What you are asked to do: The expected output is the set of lines below beginning at the one that contains "hey quick question — can you spot the stepped" and ending at the final line, reproduced exactly.

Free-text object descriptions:
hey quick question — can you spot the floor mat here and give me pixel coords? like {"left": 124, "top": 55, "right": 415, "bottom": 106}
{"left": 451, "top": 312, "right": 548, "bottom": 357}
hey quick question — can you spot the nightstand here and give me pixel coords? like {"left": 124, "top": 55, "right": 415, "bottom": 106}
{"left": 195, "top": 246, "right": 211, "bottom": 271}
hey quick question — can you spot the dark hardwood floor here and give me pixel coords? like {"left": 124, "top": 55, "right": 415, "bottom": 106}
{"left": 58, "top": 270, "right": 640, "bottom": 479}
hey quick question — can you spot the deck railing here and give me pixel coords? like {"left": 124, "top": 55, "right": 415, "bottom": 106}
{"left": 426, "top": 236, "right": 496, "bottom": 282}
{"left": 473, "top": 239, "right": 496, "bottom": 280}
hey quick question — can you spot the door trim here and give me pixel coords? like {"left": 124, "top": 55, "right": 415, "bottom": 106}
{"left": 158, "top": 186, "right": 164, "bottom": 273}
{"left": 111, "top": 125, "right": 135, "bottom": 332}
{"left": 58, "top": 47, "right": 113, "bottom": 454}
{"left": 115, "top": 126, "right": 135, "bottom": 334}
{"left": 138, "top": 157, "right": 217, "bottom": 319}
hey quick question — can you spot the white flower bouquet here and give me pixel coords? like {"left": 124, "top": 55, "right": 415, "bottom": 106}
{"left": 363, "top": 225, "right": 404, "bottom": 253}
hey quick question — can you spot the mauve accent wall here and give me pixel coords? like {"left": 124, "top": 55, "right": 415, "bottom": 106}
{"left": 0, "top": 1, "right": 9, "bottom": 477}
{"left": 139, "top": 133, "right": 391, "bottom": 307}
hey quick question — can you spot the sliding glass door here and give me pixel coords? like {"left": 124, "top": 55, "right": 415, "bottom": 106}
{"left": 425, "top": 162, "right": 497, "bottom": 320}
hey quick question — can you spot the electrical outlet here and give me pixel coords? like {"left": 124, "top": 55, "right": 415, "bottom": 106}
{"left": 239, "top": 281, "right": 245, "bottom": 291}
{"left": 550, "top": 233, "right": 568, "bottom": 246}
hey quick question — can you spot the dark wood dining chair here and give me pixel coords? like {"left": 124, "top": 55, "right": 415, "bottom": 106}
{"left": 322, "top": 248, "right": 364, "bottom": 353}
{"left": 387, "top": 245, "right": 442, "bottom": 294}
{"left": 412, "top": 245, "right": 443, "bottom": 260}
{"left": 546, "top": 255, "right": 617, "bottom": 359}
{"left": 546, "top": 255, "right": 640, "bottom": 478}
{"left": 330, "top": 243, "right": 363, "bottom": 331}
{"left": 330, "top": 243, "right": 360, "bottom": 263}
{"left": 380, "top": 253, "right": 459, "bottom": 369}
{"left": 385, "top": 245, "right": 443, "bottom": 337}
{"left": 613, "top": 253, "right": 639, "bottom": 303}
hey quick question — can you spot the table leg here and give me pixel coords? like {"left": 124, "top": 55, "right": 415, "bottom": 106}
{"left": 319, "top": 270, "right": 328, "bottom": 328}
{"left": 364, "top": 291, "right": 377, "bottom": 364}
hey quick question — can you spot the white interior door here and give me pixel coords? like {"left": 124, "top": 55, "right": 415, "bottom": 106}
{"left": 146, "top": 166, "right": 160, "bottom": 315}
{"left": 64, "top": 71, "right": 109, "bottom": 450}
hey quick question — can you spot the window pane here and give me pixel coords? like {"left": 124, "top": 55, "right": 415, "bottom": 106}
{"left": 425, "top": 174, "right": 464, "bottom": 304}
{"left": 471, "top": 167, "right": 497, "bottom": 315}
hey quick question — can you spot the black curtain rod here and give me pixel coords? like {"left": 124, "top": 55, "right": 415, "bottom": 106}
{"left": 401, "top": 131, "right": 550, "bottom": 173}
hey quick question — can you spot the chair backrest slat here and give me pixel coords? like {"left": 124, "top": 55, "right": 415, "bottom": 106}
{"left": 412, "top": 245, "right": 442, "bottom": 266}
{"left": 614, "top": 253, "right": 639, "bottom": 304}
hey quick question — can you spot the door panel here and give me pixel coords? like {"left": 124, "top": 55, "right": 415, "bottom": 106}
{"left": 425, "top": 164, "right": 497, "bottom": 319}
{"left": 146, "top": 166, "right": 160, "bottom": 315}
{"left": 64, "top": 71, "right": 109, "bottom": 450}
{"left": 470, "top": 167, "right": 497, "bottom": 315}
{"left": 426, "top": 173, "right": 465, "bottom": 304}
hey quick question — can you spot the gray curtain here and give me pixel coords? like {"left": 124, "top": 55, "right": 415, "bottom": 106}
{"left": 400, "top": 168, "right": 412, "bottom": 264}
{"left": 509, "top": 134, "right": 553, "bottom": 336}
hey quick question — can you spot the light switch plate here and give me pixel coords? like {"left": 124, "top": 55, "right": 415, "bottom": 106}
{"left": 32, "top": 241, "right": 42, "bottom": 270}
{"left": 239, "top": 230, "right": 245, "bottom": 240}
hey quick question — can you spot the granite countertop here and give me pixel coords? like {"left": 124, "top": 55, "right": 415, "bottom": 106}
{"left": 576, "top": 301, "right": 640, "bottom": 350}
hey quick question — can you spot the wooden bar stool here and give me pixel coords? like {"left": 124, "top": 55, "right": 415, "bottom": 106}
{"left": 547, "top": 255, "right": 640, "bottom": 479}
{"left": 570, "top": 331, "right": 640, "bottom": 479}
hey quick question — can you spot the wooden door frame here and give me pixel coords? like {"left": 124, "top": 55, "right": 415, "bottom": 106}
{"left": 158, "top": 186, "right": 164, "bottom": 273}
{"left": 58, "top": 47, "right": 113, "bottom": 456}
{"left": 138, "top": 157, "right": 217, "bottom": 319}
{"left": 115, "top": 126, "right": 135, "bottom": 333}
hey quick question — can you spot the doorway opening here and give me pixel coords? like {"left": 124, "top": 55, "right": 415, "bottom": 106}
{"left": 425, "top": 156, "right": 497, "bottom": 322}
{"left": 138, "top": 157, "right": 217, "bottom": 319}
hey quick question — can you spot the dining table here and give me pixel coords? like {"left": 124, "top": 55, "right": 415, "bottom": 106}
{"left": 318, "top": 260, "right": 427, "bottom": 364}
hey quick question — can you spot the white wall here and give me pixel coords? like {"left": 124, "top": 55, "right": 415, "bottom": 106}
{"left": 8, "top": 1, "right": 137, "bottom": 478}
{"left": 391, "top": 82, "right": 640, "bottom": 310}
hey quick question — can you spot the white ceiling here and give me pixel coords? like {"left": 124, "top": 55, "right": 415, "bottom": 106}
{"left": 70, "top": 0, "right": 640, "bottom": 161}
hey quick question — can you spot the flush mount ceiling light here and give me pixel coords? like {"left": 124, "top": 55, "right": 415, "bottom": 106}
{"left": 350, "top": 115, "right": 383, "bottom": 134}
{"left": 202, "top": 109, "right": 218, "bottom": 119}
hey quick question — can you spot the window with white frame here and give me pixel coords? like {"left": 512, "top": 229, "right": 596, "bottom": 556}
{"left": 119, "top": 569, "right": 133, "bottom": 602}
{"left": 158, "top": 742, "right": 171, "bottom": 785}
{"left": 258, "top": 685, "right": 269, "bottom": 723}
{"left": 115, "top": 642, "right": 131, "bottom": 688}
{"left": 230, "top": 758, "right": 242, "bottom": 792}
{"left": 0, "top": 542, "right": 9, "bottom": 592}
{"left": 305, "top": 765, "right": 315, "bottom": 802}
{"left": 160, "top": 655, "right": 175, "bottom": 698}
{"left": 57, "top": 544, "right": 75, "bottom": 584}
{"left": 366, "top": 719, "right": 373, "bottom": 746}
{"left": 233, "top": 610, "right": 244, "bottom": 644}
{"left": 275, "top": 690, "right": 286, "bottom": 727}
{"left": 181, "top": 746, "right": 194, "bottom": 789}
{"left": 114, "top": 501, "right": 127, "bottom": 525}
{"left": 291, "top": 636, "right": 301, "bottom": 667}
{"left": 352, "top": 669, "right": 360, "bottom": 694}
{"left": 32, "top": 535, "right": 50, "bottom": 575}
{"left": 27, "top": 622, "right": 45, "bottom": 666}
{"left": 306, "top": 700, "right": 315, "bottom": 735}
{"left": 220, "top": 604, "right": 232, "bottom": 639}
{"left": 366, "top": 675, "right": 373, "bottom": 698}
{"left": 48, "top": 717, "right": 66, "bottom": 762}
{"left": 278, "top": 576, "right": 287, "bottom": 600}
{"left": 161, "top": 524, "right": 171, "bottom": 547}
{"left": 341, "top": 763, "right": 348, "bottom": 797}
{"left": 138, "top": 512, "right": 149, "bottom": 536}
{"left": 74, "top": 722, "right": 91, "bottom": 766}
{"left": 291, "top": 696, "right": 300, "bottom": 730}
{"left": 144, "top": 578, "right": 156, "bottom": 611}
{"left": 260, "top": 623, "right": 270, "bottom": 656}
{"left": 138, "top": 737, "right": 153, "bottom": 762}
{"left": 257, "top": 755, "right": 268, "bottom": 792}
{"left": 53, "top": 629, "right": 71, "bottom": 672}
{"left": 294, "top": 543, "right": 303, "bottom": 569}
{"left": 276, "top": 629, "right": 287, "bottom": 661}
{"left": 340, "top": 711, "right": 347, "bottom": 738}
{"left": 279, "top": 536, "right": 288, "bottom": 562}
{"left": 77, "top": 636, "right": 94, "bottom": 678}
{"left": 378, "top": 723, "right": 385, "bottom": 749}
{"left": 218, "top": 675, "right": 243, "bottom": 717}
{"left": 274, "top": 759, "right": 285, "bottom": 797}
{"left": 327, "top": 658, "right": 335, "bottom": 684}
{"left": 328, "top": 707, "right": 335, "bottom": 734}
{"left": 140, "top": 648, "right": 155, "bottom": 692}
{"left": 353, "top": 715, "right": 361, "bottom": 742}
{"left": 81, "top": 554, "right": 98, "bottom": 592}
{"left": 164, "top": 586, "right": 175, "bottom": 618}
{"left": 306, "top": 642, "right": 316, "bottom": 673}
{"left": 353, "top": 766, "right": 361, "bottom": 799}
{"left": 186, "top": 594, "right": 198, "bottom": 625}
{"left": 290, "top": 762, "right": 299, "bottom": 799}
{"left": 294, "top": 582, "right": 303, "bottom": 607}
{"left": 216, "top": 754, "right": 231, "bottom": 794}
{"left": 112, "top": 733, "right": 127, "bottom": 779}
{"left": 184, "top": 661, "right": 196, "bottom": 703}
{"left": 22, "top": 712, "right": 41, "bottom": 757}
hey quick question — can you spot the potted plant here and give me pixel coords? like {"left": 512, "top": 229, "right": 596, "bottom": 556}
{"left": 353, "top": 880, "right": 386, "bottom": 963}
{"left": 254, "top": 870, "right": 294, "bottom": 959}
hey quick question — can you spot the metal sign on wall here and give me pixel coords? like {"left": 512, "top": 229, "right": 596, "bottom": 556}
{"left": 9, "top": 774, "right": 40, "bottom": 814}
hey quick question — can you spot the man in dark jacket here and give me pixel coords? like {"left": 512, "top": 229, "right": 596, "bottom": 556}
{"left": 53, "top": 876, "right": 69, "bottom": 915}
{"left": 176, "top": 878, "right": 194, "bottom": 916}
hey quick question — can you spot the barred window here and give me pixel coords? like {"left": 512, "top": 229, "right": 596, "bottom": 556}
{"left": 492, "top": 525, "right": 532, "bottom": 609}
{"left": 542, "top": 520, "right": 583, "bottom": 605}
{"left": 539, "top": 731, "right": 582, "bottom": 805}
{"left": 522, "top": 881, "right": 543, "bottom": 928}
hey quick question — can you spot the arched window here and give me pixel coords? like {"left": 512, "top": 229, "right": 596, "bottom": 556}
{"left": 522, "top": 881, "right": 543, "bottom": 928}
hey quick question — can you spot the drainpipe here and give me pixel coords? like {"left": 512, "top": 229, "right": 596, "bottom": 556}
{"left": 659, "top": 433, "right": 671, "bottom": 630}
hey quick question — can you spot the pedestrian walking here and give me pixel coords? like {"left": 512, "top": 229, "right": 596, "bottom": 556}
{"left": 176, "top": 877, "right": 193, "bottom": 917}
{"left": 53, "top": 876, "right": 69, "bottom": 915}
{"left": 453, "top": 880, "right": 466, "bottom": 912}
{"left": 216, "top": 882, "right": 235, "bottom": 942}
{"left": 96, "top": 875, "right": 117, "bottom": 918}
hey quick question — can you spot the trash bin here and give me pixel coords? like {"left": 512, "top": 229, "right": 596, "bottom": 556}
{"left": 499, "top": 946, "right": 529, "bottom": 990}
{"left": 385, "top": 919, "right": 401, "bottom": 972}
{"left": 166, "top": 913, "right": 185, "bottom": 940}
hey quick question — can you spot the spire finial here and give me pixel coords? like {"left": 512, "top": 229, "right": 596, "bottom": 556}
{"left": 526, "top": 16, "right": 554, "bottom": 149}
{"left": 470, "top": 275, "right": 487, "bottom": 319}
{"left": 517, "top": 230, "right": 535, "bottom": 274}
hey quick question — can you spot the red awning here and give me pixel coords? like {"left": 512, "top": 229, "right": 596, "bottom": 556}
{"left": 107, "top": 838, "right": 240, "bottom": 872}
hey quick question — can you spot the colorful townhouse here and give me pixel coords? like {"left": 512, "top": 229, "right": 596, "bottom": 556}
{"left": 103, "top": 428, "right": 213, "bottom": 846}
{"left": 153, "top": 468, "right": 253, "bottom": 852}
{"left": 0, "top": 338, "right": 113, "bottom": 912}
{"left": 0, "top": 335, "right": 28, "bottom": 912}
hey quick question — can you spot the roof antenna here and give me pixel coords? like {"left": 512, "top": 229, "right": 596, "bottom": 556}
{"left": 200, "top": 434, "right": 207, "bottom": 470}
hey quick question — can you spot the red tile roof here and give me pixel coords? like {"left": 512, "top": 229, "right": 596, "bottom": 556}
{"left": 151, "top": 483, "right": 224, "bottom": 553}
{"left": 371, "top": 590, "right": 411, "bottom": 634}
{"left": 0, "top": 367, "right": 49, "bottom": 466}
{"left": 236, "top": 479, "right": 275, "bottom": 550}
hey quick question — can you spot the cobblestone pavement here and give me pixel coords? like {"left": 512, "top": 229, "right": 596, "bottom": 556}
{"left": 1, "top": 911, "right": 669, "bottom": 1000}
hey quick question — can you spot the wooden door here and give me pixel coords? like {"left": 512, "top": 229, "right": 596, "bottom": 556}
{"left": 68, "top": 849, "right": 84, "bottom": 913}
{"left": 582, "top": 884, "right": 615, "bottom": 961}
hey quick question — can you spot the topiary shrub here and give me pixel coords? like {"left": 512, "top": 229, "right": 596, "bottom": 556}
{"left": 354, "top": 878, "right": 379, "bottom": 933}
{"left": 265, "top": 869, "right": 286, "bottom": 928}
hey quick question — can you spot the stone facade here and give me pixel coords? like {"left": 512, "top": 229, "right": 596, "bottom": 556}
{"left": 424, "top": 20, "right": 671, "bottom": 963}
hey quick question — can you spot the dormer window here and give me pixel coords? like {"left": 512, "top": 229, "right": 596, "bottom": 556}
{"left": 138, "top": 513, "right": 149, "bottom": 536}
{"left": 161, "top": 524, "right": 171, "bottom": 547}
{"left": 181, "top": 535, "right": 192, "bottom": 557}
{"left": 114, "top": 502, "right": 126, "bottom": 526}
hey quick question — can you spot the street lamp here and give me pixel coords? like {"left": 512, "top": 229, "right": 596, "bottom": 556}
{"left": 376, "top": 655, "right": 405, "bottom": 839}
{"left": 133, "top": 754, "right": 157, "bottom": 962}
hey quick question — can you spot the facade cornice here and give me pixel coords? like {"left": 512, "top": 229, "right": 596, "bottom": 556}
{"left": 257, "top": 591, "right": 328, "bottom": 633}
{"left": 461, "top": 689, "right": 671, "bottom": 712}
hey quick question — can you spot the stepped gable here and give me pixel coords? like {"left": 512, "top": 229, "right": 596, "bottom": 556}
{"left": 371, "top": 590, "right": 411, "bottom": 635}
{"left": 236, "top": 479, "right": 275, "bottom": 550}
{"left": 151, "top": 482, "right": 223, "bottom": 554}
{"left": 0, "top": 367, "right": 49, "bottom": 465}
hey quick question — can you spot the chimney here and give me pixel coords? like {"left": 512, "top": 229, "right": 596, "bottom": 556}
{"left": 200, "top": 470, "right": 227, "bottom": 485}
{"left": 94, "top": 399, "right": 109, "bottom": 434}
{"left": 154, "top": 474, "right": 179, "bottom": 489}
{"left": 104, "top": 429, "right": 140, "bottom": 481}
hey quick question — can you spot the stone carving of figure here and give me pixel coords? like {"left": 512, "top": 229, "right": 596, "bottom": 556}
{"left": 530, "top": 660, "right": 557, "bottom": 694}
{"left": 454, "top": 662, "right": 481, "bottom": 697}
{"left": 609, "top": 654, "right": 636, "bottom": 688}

Output of the exercise:
hey quick question — can you spot the stepped gable here and give me pixel coords? like {"left": 512, "top": 229, "right": 596, "bottom": 556}
{"left": 371, "top": 590, "right": 411, "bottom": 635}
{"left": 236, "top": 479, "right": 275, "bottom": 550}
{"left": 151, "top": 482, "right": 223, "bottom": 554}
{"left": 0, "top": 367, "right": 49, "bottom": 465}
hey quick question — can you spot the chimney here and give me pixel coords? like {"left": 512, "top": 229, "right": 596, "bottom": 556}
{"left": 200, "top": 470, "right": 227, "bottom": 485}
{"left": 94, "top": 399, "right": 109, "bottom": 434}
{"left": 154, "top": 474, "right": 179, "bottom": 489}
{"left": 104, "top": 429, "right": 140, "bottom": 481}
hey quick question — can you spot the stone carving of figure here and give me pixel coords? like {"left": 512, "top": 229, "right": 596, "bottom": 556}
{"left": 530, "top": 660, "right": 557, "bottom": 694}
{"left": 454, "top": 662, "right": 481, "bottom": 697}
{"left": 609, "top": 654, "right": 636, "bottom": 688}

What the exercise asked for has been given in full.